+++ Text excerpt +++

Pipelines

A key concept in rail_projects are ceci Pipelines, which run blocks of analysis code using ceci.

Pipelines basics

A RailProject will have access to several PipelineTemplates and use these to define the Pipelines that it runs.

To do this, it will need some additional information.

What Flavor to run the Pipeline with. This is specified by the user, and will set up the Pipeline to expect the correct column names.
What options to use to construct the Pipeline, such as which algorihms to use, or additional paramters. The is done by merging default infomation in the PipelineTemplate with Flavor specific information.
Any specific overrides for any of the Pipeline stages given in the Flavor definitinos.
How to find the input files. How this is done depends on the type of Pipeline and if it is being run on a single file or an entire catalog.
Where to write the output data. How this is done depends on the type of Pipeline and if it is being run on a single file or an entire catalog.

Running a Pipline of a Catalog

When a Pipeline is run on a catalog of files, the input_catalog_template, user supplied interpolants and possibly the input_catalog_basename parameters are used to construct list of input files

The input_catalog_template should refer to a CatalogTemplate that will give the template for the catalog, e.g., {catalogs_dir}/{project}_{sim_version}/{healpix}/part-0.parquet.

+++ Records provided +++

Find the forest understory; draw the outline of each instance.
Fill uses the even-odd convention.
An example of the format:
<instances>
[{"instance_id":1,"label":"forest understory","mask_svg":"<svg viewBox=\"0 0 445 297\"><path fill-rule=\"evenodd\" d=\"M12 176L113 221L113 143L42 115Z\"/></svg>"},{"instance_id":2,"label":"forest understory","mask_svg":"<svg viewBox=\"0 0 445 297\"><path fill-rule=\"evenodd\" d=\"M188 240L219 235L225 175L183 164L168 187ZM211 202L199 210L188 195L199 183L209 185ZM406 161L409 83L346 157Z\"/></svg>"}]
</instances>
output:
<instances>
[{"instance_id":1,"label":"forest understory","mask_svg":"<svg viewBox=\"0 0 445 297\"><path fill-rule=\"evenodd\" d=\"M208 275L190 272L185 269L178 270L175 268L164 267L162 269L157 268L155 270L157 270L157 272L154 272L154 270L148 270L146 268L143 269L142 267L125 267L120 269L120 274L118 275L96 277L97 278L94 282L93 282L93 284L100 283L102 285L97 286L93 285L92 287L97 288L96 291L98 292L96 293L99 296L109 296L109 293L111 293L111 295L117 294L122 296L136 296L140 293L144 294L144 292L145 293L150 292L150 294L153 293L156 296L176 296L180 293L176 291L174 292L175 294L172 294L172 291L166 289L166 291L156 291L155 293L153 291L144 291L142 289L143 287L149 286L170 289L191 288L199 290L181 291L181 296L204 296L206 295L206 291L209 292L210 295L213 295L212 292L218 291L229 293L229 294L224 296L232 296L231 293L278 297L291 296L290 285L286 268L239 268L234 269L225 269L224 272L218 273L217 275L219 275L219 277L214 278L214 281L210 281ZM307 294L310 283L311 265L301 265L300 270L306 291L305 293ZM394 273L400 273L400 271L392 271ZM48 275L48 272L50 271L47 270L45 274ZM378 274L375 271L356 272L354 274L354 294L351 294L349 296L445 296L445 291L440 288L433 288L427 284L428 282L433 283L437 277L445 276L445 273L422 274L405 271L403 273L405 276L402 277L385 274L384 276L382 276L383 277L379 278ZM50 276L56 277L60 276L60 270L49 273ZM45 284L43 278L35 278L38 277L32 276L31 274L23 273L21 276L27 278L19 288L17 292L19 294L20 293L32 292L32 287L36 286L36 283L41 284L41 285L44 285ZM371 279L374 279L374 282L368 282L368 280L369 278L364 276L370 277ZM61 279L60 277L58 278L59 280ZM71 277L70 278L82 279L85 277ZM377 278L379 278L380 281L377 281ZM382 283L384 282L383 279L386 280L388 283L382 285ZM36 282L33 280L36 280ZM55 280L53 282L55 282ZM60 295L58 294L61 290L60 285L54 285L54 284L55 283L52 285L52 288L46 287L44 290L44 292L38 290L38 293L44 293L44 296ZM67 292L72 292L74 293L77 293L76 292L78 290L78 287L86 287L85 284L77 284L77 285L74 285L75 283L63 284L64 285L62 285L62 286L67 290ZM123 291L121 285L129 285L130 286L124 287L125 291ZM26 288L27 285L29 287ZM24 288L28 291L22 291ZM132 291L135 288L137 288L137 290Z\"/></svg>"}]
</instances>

+++

• _Set of tasks_
[1] Reproduce word for word the passage of the pipelines text from "What Flavor to" up to and including "Flavor specific information.".
[2] In the pipelines text, what does the Flavor set the Pipeline up to expect?

• _Final answers_
[1]
What Flavor to run the Pipeline with. This is specified by the user, and will set up the Pipeline to expect the correct column names.
What options to use to construct the Pipeline, such as which algorihms to use, or additional paramters. The is done by merging default infomation in the PipelineTemplate with Flavor specific information.

[2] The correct column names.